Отрывок со страницы –
· · · · ·

Именно в речи (а не в языке) возникают и уничтожаются такие ее качества, как правильность, точность, чистота, выразительность, уместность и др. Именно поэтому же термин «культура речи» предпочтительнее термину «культура языка»: о языке нелогично говорить, правилен он или неправилен, точен или неточен, уместен или неуместен. Все подобные характеристики более приложимы к речи.
Не опасаясь ошибки, можно утверждать, что русская советская наука о языке (см. работы Л. В. Щербы, Г. О. Винокура, Б. В. Томашевского, В. В. Виноградова, Б. А. Ларина и др.) последовательно предостерегает от смешения семантики слов, словосочетаний и предложений с теми мыслями, чувствами и настроениями, которые этими словами, словосочетаниями и предложениями выражаются. Это разграничение семантики, значений, свойственных речевой последовательности, и того, что ею передается, но находится за пределами языка и речи, совершенно необходимо для понимания таких качеств речи, как точность, логичность, выразительность. Вместе с тем семантика языковых единиц и их «цепей» оказывается в зависимости от выражаемого ими конкретного содержания, что нельзя не принимать во внимание при построении теории качеств хорошей речи.
Одной из форм исторического развития и функционирования языка народа является форма литературная, или, иначе, литературный язык. Эта форма возникает сравнительно поздно, в связи с развитием письменности и литературы. Возникнув, она интенсивно унифицирует использование различных структурных элементов языка, устраняет колебания и видоизменения их, связанные с различными территориями, профессиями и социальными слоями населения. Эти процессы строгой унификации произношения, ударения, словоупотребления, образования форм слова, построения предложений и называются нормированием языка. Нормы являются следствием развития литературного языка и одним из главных условий успешного регулирования усложняющихся задач человеческого общения. Можно напомнить здесь, что В. И. Ленин признавал «единство языка» и «закрепление его в литературе» одним из необходимых условий развития национальных движений и перехода общества от феодализма к капитализму3. Тем более в единстве языка заинтересовано общество социалистическое. Таким образом, языковая норма не может быть понята вне общих условий развития литературного языка и вне участия в этом развитии художественной, публицистической и научной литературы. Несмотря на ясность и очевидность этого принципа, конкретизация существа языковой нормы оказывается делом малодоступным. Об этом говорит обзор колебаний лингвистической мысли в поисках ответа на вопрос «Что же такое языковая норма?», сделанный не очень давно Л. П. Крысиным и др.4 Зная о теоретических трудностях, связанных с пониманием языковой нормы, лингвист все же не может уклониться от ее истолкования, если он занимается изучением качеств речи, среди которых на первом месте – правильность, т. е. соблюдение в речи сложившихся языковых норм.

· · · · ·

Задания –
- a) Назовите всех учёных, на чьи работы отрывок о культуре речи ссылается в скобках.
- b) Продолжите отрывок о культуре речи и языковой норме с того места, на котором он заканчивается.
Материал ниже никак не связан с отрывком.

Элементы данных:
· · · · ·

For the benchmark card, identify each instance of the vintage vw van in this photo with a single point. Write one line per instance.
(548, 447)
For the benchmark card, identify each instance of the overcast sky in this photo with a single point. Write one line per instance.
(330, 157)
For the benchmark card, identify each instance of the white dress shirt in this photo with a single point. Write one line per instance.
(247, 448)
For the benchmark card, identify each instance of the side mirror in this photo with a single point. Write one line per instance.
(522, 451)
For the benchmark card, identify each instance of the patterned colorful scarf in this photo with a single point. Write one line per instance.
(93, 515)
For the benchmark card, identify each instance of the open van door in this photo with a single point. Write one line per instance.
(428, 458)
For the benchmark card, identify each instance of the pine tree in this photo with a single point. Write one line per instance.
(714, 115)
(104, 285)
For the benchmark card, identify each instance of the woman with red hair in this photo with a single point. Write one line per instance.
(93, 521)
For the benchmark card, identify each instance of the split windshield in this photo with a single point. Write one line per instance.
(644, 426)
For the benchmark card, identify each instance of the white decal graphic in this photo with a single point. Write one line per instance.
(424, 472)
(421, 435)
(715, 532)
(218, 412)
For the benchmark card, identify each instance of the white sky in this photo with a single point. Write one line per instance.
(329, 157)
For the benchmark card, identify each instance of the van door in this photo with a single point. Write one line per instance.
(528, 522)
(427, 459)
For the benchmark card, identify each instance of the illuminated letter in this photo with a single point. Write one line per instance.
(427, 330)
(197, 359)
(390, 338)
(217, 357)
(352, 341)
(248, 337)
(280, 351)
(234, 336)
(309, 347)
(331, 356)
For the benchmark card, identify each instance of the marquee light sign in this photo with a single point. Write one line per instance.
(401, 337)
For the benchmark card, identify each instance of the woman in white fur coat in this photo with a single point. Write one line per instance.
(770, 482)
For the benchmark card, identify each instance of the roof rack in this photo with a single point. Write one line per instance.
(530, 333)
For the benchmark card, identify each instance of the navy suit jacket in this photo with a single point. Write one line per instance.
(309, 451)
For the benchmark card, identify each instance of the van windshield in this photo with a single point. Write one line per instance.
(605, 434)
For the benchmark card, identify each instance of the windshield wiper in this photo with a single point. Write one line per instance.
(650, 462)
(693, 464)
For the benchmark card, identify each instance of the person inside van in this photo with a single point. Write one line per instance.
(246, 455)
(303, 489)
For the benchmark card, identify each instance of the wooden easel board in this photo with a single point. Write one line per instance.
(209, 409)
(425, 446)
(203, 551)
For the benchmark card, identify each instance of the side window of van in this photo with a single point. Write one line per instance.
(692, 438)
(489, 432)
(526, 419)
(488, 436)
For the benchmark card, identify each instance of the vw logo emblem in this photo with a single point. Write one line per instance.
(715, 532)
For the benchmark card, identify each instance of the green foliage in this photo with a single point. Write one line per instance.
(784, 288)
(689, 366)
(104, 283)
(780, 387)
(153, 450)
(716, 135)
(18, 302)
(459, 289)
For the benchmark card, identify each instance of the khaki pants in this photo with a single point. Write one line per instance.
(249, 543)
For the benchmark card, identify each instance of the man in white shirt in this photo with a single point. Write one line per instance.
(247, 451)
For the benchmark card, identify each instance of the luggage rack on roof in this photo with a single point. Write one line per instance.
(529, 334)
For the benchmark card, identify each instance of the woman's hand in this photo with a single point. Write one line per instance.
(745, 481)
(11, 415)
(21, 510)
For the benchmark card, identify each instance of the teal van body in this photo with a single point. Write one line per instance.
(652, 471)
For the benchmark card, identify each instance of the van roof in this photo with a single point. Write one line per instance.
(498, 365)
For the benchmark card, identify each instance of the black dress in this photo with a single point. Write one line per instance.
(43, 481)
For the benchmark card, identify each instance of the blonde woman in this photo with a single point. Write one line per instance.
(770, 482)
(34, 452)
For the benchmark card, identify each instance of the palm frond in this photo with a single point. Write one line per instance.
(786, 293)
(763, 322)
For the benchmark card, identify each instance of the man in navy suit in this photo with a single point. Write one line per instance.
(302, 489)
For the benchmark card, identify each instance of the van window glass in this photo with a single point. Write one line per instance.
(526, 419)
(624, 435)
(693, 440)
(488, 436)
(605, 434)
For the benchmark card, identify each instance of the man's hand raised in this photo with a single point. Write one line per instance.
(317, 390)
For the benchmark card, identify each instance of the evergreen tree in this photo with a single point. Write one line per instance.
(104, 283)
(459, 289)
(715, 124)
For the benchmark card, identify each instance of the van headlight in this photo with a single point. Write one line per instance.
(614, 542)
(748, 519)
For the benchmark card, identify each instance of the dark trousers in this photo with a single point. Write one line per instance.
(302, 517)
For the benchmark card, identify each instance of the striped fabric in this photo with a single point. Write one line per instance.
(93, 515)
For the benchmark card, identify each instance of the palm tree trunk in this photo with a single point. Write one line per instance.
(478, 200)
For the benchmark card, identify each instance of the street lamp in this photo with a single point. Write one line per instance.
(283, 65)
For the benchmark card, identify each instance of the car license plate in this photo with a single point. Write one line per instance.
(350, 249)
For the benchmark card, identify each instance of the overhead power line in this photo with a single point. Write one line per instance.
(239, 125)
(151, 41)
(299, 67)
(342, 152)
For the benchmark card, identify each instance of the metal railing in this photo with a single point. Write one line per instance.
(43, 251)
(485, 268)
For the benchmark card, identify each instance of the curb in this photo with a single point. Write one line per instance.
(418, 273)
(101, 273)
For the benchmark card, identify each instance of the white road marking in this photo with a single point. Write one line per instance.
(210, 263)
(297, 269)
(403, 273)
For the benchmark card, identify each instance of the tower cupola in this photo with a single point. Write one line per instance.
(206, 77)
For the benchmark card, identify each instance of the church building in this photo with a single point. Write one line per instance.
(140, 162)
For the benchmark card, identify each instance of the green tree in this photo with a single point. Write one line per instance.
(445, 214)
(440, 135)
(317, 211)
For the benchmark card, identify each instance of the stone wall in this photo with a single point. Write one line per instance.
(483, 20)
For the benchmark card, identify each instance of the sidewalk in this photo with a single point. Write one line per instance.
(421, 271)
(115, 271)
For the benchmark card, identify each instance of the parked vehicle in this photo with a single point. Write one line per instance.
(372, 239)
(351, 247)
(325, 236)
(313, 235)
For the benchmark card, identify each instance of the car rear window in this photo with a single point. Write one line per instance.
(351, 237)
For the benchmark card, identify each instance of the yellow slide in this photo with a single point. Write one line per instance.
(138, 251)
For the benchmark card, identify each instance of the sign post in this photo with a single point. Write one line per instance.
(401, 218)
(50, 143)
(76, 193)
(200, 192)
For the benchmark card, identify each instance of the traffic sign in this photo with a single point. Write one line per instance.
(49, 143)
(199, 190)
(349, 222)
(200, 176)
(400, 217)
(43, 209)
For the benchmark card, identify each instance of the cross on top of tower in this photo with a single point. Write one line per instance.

· · · · ·

Ответы по заданиям –
- a) Л. В. Щерба, Г. О. Винокур, Б. В. Томашевский, В. В. Виноградов, Б. А. Ларин.

- b)
В числе теоретических предпосылок успешного решения проблемы речевой культуры назовем несколько типов «отношений» речи к чему-то находящемуся за ее пределами. По-видимому, пока можно ограничиться различением пяти типов таких отношений. Прежде всего, речь «относится» каким-то образом к языку — просто потому, что она построена из единиц и категорий языка и в соответствии с его функциональными закономерностями. Затем, речь так или иначе «относится» к деятельности человеческого мышления и – шире – сознания, потому что именно эту деятельность она выдерживает. Далее, речь «относится» и к миру предметов и явлений окружающей человека действительности, потому что она служит для обозначения этих предметов и явлений и их оценки. Речь определенным образом «относится» и к общественным отношениям, в зависимости от которых она меняет некоторые структурные особенности. Наконец, речь «относится» и к личности ее автора, психологической работе авторского сознания, его целевым коммуникативным заданиям и задачам и т. д.
Хотелось бы надеяться, что лингвистике удастся построить удовлетворительную типологию качеств хорошей речи на основе перечисленных только что типов отношений между речью, с одной стороны, и языком, коллективным мышлением и сознанием, миром предметов и явлений действительности, социальной ситуацией общения и психологией автора — с другой.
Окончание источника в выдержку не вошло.